EXERCISE DIRECTIONS: Pull each line containing "patch" from the data.

RECORDS TO USE:
------------

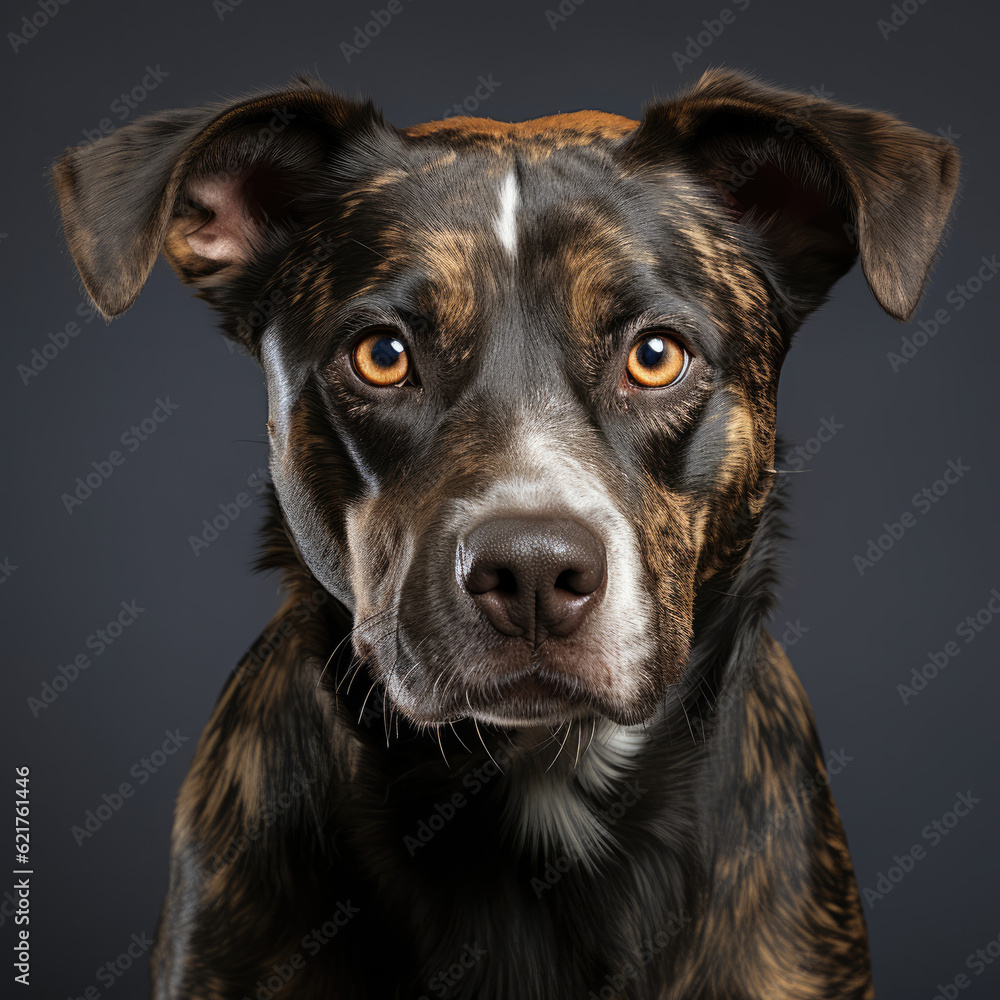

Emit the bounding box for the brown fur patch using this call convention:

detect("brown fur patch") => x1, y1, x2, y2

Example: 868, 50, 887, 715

------------

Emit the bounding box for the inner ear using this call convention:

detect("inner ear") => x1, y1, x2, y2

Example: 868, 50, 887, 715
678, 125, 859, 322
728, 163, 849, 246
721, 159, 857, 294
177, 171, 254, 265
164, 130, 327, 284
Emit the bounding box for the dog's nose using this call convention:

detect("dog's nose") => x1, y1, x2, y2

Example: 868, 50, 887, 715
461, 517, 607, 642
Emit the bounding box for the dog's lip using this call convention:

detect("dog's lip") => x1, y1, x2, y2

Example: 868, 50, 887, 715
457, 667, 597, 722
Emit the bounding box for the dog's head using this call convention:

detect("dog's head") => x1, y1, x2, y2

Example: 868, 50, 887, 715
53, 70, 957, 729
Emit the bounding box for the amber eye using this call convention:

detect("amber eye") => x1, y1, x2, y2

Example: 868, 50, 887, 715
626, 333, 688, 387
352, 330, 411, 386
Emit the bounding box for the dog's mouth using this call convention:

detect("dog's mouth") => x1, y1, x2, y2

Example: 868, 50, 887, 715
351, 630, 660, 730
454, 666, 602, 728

------------

FINISHED TASK:
Emit the bounding box for the brown fur patch using this call convention:
detect("brown fur patch") => x1, y1, x2, y2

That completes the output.